Excerpt:
—————

How to...Get an Optimist in a Bad Mood
Dour ways to mess with those looking on the bright side
With the credit-crunch and war pretty much everywhere, nuclear weapons global warming heating up the poles… The list of bad things going on in the world these days is endless. Although, the worst part for sure is that there are still quite a few people out there with happy grins! Some people seem to always wake up on the right side, saying “think positive” as if something good would come out of all that shit that is going on. You could probably piss on these people and they would still be smiling. They can miss their flights, get dumped and fired from work – all in the same day - and still see the light! There's no reason for it! Unfortunately for them, Don’t Panic is here to give you the safest ways to kill even the most hardcore optimist’s mood.
· Tell them that every time they laugh they're releasing gasses that contribute to climate change, if that doesn’t work, tell them that the worst climate crime of all is to sleep, cause the way you’re breathing while sleeping produces more carbon dioxide than when awake. Lack of sleep is one of the most common ways to get people grumpy.

· Tell them their kids are likely to turn into drug addicts and or die from the effects of climate change before their old enough to have children themselves.
· When the eternal optimist shows up raving about their new clothes, tell them that they were most probably made in a third world sweat shop where a 2 year old stiched them together with bleeding fingers and was paid nothing for his trouble.

—————

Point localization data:
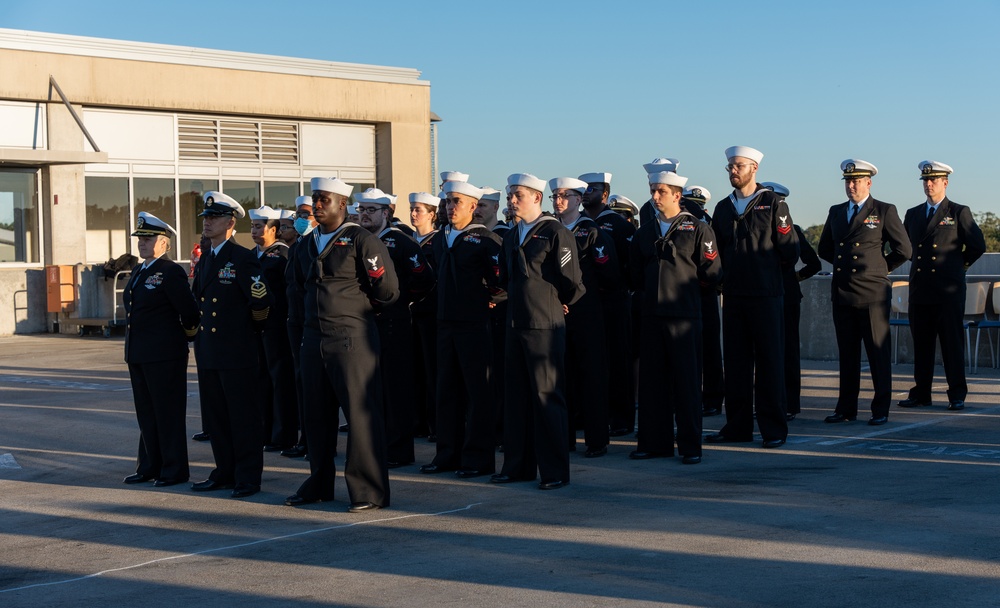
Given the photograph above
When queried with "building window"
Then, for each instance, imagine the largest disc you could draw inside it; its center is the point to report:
(107, 217)
(18, 216)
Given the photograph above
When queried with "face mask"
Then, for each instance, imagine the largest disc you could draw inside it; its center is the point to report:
(303, 226)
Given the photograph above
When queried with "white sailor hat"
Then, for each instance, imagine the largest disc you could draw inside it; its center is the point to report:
(697, 193)
(931, 169)
(490, 194)
(463, 188)
(218, 203)
(331, 184)
(667, 177)
(617, 202)
(661, 164)
(454, 176)
(569, 183)
(745, 152)
(525, 179)
(776, 188)
(596, 178)
(374, 196)
(425, 199)
(265, 213)
(853, 167)
(148, 224)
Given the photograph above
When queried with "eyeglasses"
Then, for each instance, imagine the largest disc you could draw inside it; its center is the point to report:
(563, 195)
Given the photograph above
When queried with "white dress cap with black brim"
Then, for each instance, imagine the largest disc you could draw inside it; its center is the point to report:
(454, 176)
(463, 188)
(776, 188)
(662, 164)
(668, 178)
(525, 179)
(219, 203)
(333, 185)
(568, 183)
(424, 198)
(854, 168)
(699, 194)
(597, 178)
(148, 224)
(744, 152)
(617, 202)
(932, 169)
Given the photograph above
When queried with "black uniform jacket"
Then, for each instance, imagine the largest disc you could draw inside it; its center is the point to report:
(599, 265)
(943, 248)
(160, 312)
(812, 265)
(342, 285)
(755, 245)
(427, 305)
(620, 231)
(540, 275)
(864, 252)
(670, 269)
(234, 301)
(414, 275)
(274, 262)
(468, 274)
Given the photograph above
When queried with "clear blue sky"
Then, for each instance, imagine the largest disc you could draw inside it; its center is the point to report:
(560, 88)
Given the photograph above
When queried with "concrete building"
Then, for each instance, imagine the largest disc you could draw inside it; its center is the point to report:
(92, 131)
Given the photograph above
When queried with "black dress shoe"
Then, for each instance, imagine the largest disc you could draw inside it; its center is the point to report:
(210, 484)
(641, 455)
(242, 490)
(297, 451)
(434, 469)
(295, 500)
(469, 473)
(552, 485)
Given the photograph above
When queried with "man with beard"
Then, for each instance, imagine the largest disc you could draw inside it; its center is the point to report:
(586, 345)
(465, 255)
(347, 276)
(234, 304)
(541, 272)
(945, 241)
(304, 225)
(865, 241)
(670, 260)
(755, 239)
(615, 302)
(416, 279)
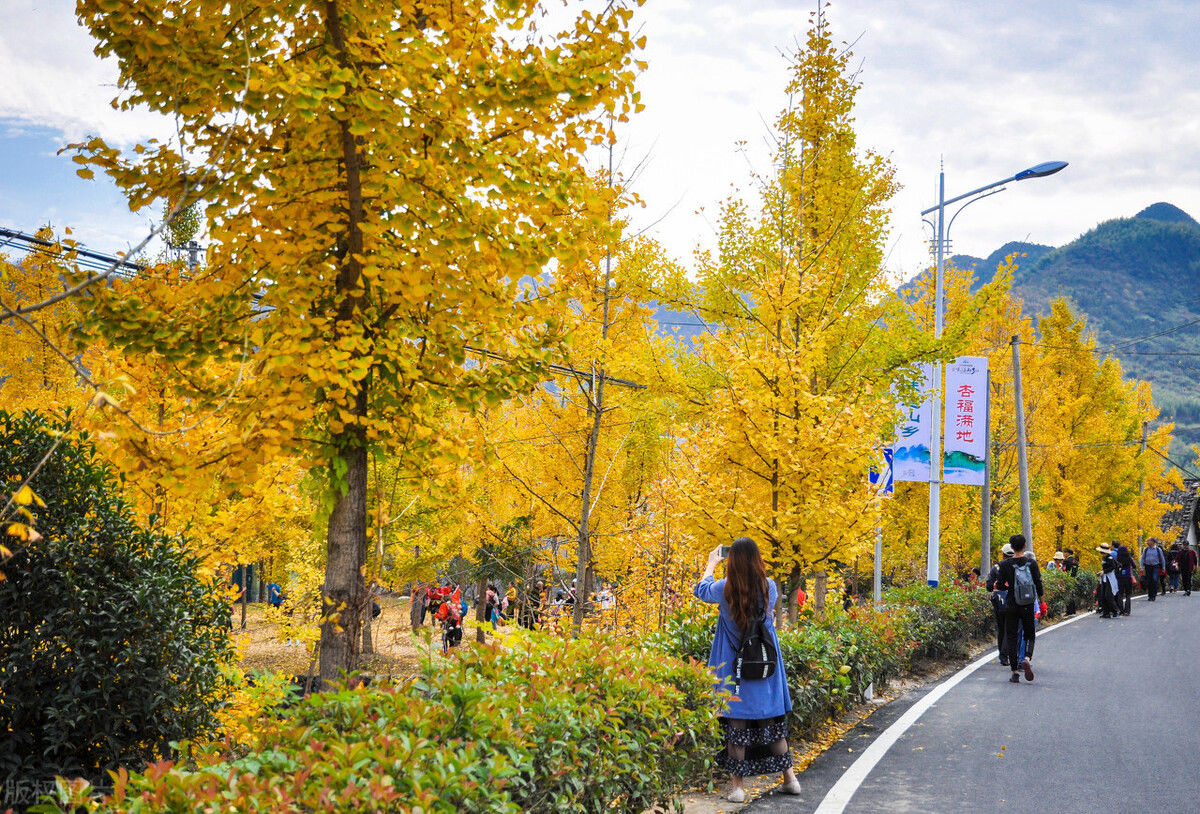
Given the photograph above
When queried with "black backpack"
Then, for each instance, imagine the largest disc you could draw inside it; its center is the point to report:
(756, 657)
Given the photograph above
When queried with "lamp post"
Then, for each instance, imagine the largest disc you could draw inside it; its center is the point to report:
(935, 446)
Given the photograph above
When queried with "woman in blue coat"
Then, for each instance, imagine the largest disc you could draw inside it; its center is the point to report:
(755, 724)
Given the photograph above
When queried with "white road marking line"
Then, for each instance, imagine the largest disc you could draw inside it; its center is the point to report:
(838, 797)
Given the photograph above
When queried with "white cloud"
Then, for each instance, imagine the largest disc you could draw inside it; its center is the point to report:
(991, 88)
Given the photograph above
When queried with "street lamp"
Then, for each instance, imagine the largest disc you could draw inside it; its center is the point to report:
(935, 447)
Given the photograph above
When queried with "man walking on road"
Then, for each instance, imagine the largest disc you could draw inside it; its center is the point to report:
(1021, 578)
(1187, 566)
(1153, 563)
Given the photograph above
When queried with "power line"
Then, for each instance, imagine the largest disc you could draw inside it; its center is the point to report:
(84, 257)
(96, 261)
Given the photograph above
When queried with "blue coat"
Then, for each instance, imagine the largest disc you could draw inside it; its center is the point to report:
(766, 698)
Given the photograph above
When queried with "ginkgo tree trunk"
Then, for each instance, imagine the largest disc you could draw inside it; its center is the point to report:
(378, 180)
(793, 384)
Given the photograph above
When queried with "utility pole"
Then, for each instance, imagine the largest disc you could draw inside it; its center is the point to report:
(1021, 458)
(985, 503)
(1141, 488)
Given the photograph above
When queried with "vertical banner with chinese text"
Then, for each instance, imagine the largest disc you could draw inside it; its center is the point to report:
(910, 458)
(966, 403)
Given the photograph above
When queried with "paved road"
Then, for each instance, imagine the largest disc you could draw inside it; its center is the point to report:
(1110, 724)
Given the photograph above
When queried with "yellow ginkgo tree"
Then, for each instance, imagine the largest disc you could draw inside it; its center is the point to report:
(378, 181)
(793, 385)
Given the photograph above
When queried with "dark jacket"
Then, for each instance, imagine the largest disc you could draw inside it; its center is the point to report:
(1005, 581)
(993, 575)
(1187, 560)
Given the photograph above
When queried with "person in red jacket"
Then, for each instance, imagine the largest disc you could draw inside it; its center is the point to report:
(1187, 566)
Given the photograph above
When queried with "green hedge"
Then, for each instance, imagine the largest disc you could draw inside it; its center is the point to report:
(1062, 588)
(831, 660)
(111, 645)
(539, 725)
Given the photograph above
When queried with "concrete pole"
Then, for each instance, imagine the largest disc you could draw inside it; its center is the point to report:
(879, 563)
(985, 503)
(1141, 488)
(935, 430)
(1021, 458)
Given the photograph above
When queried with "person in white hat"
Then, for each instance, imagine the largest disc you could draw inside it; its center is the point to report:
(997, 602)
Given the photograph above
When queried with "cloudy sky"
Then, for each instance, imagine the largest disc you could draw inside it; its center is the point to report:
(989, 88)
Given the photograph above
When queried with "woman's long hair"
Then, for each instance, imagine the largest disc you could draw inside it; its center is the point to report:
(745, 582)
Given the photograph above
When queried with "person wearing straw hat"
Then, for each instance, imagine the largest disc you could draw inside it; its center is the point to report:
(999, 602)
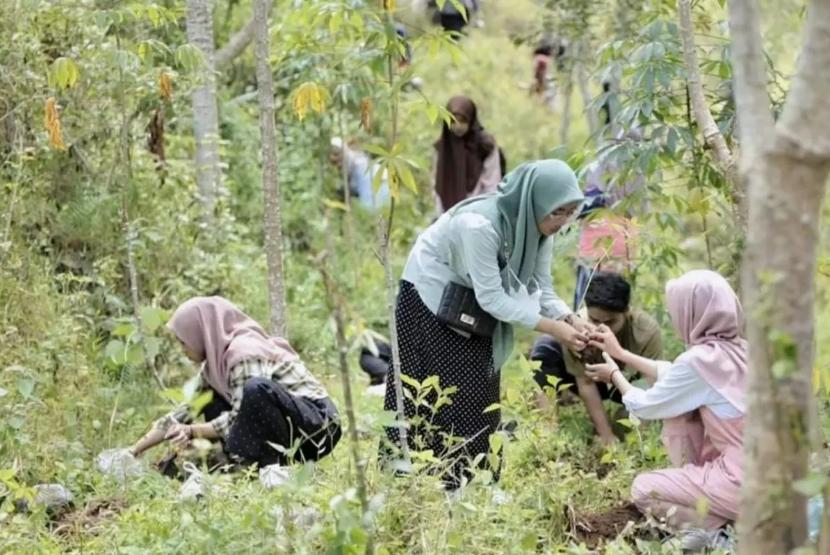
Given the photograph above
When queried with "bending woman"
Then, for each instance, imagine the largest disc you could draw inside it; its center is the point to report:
(468, 161)
(263, 395)
(701, 399)
(497, 245)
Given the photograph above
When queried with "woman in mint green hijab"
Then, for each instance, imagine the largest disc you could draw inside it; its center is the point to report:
(501, 246)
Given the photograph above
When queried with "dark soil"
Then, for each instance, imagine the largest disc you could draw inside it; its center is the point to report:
(90, 519)
(596, 528)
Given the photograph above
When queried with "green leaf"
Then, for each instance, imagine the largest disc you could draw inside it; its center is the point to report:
(189, 57)
(812, 485)
(63, 73)
(115, 351)
(124, 329)
(407, 178)
(26, 386)
(135, 354)
(152, 318)
(377, 150)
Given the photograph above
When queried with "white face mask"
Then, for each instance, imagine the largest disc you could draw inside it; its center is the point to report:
(459, 129)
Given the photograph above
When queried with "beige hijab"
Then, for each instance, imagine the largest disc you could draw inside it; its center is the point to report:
(217, 330)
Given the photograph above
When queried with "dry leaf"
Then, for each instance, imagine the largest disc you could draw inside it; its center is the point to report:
(52, 121)
(166, 86)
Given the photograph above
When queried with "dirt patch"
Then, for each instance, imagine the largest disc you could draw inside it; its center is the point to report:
(596, 528)
(87, 520)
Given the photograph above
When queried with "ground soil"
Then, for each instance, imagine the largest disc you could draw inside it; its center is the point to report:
(596, 528)
(89, 519)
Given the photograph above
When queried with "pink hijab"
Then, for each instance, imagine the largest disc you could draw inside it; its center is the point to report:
(708, 317)
(216, 329)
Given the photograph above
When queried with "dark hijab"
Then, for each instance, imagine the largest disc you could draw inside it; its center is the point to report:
(461, 159)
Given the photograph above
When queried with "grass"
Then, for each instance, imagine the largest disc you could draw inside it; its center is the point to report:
(61, 403)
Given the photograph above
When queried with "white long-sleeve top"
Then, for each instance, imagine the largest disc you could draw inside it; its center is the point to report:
(679, 389)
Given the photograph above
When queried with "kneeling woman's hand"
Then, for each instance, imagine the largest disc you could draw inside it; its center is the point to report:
(565, 333)
(603, 372)
(179, 434)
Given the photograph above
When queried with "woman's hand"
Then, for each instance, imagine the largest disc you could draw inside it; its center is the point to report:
(569, 336)
(602, 372)
(605, 339)
(179, 434)
(583, 325)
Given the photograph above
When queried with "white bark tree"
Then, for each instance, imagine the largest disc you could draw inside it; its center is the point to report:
(785, 166)
(270, 183)
(199, 22)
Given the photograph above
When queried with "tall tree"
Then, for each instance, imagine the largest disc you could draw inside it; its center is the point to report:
(270, 183)
(199, 21)
(205, 108)
(779, 269)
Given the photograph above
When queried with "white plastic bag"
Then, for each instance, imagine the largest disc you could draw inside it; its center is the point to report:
(119, 463)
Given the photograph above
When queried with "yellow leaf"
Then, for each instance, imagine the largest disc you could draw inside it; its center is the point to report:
(166, 86)
(309, 95)
(52, 122)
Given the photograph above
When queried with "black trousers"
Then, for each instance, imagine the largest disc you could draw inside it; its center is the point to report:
(550, 353)
(275, 427)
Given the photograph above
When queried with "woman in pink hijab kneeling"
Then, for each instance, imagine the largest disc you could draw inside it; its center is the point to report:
(701, 398)
(267, 408)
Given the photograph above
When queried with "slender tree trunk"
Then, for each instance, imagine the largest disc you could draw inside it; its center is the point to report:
(335, 302)
(778, 272)
(567, 93)
(205, 111)
(124, 164)
(581, 77)
(385, 233)
(237, 44)
(709, 128)
(270, 183)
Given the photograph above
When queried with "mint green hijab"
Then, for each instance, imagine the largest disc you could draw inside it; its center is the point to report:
(525, 197)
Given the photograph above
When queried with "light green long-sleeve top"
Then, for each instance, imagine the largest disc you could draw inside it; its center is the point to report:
(464, 248)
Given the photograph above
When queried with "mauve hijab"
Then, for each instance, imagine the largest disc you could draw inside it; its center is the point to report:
(216, 329)
(708, 317)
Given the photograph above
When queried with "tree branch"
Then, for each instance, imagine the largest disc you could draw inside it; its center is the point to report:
(750, 78)
(237, 44)
(711, 133)
(804, 126)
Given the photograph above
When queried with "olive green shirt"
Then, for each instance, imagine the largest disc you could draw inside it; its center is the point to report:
(640, 335)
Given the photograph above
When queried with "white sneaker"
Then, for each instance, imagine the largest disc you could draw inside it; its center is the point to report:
(195, 486)
(119, 463)
(273, 476)
(699, 540)
(500, 497)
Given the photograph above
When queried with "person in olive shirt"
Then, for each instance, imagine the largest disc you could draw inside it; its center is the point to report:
(607, 302)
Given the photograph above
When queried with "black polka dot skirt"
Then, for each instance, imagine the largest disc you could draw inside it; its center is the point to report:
(459, 431)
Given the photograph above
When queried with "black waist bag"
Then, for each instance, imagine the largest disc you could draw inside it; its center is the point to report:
(460, 310)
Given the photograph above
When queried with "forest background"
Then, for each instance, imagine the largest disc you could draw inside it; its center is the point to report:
(105, 227)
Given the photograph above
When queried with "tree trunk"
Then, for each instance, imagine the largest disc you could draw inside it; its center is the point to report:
(335, 302)
(205, 111)
(703, 117)
(385, 236)
(237, 44)
(778, 272)
(270, 183)
(567, 93)
(778, 279)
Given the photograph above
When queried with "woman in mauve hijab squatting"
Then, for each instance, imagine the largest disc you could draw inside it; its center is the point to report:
(263, 395)
(701, 399)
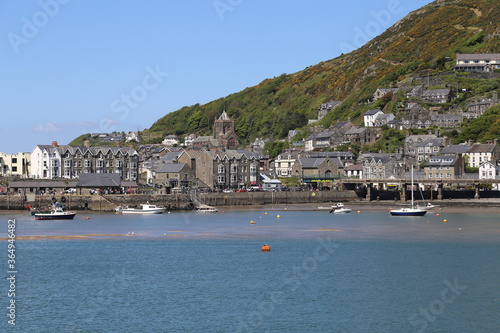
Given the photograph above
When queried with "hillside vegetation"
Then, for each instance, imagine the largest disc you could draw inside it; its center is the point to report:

—————

What the exercise asks: From the article on spoiling an optimist's mood, extract the passage that opens with the words containing "How to...Get an" and closes with "hardcore optimist’s mood.", copying it word for word.

Answer box:
How to...Get an Optimist in a Bad Mood
Dour ways to mess with those looking on the bright side
With the credit-crunch and war pretty much everywhere, nuclear weapons global warming heating up the poles… The list of bad things going on in the world these days is endless. Although, the worst part for sure is that there are still quite a few people out there with happy grins! Some people seem to always wake up on the right side, saying “think positive” as if something good would come out of all that shit that is going on. You could probably piss on these people and they would still be smiling. They can miss their flights, get dumped and fired from work – all in the same day - and still see the light! There's no reason for it! Unfortunately for them, Don’t Panic is here to give you the safest ways to kill even the most hardcore optimist’s mood.